• Exercise task
Copy out the lines between the one holding "I'd really appreciate it if you could find the rear bumper" and the one holding "left=85, top=0, right=1270, bottom=227", inclusive, putting "whole-number pixels" wherever "integer pixels" appears and changing nothing else. Return only those lines.

• Supplied entries
───
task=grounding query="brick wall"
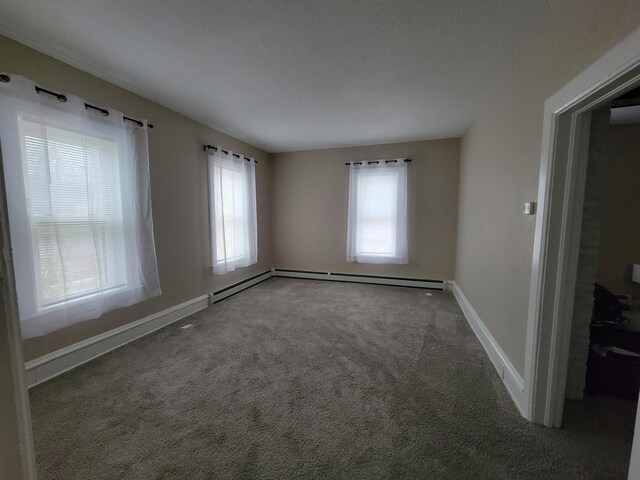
───
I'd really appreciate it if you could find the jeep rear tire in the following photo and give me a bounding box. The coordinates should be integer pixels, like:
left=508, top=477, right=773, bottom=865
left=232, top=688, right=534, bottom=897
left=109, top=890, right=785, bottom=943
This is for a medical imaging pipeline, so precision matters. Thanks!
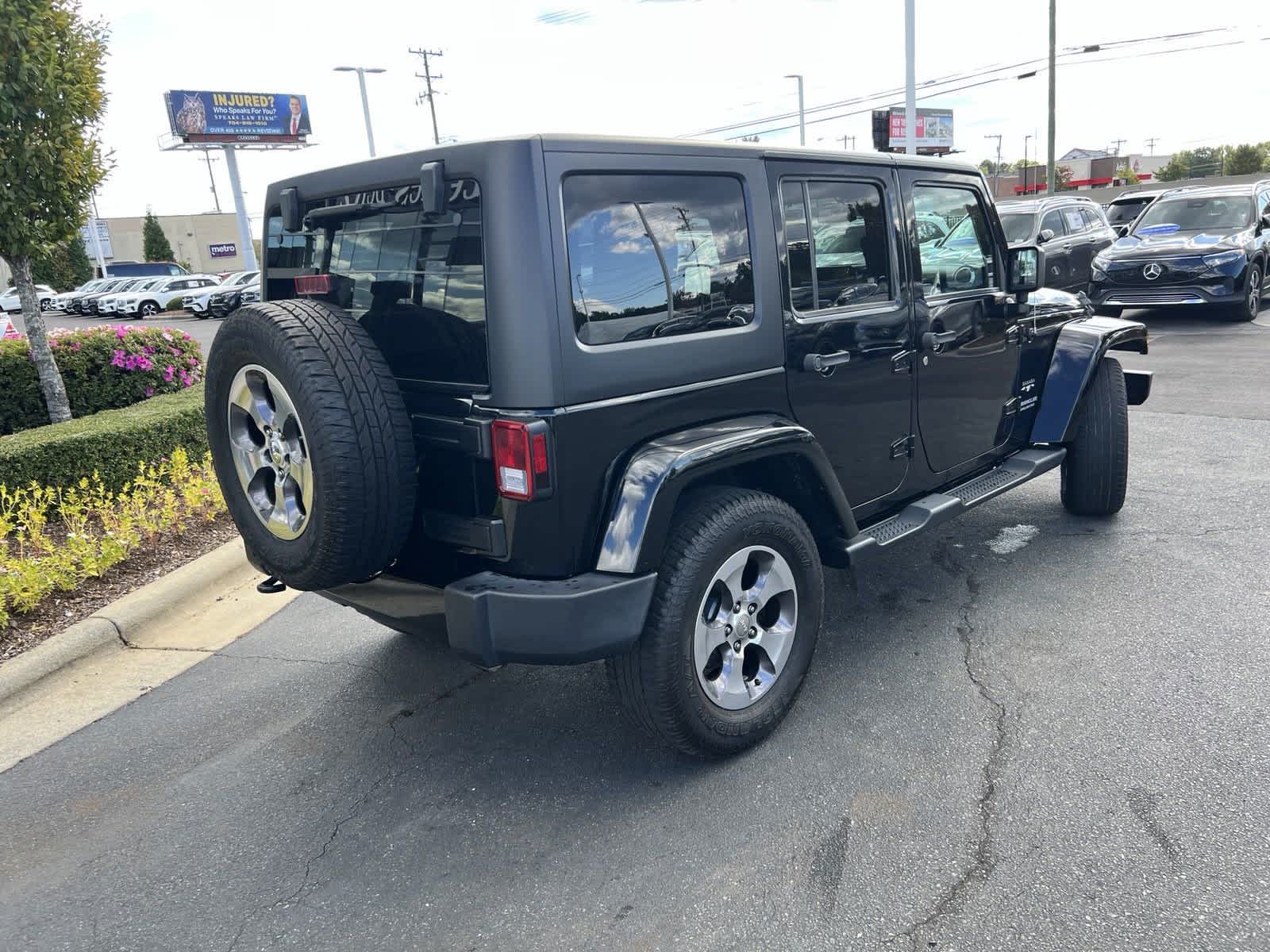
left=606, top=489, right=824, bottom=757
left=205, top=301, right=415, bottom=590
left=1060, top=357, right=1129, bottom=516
───
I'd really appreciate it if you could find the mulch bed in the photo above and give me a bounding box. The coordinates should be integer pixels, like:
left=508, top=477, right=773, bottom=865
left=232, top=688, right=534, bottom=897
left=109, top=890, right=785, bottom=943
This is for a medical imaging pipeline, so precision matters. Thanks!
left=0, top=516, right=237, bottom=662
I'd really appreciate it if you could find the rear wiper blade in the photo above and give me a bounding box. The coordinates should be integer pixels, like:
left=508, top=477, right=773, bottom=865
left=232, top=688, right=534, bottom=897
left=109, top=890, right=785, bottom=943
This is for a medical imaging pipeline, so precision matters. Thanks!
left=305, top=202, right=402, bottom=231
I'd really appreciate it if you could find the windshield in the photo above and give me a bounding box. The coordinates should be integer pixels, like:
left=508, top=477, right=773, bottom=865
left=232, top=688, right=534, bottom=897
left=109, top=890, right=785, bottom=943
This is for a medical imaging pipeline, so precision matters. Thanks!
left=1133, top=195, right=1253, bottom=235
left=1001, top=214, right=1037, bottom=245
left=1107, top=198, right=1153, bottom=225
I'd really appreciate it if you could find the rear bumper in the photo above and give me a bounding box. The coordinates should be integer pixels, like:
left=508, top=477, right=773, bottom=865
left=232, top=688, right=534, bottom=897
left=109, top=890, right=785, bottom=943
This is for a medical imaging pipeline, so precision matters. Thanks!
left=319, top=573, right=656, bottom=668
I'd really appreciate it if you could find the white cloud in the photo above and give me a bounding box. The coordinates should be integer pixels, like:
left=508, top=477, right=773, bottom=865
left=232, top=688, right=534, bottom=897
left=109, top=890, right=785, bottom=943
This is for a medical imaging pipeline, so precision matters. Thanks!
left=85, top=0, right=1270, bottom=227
───
• Answer
I'd really appreciate it if you could find the rear bumper in the photo above and give me a bounding box. The coordinates should be whole-number pixels, like:
left=508, top=477, right=773, bottom=865
left=232, top=688, right=534, bottom=897
left=109, top=890, right=785, bottom=943
This is for a medical imaging pipeline, so precision matters. Thanks!
left=319, top=573, right=656, bottom=668
I'd really appreciate it if you could find the white cloud in the photo above and give me a bounding box. The coordinates should be whole-number pixels, like:
left=508, top=477, right=773, bottom=865
left=232, top=688, right=534, bottom=897
left=109, top=890, right=785, bottom=943
This is for a medical imaging pipeline, so precision matters. Thanks!
left=85, top=0, right=1270, bottom=227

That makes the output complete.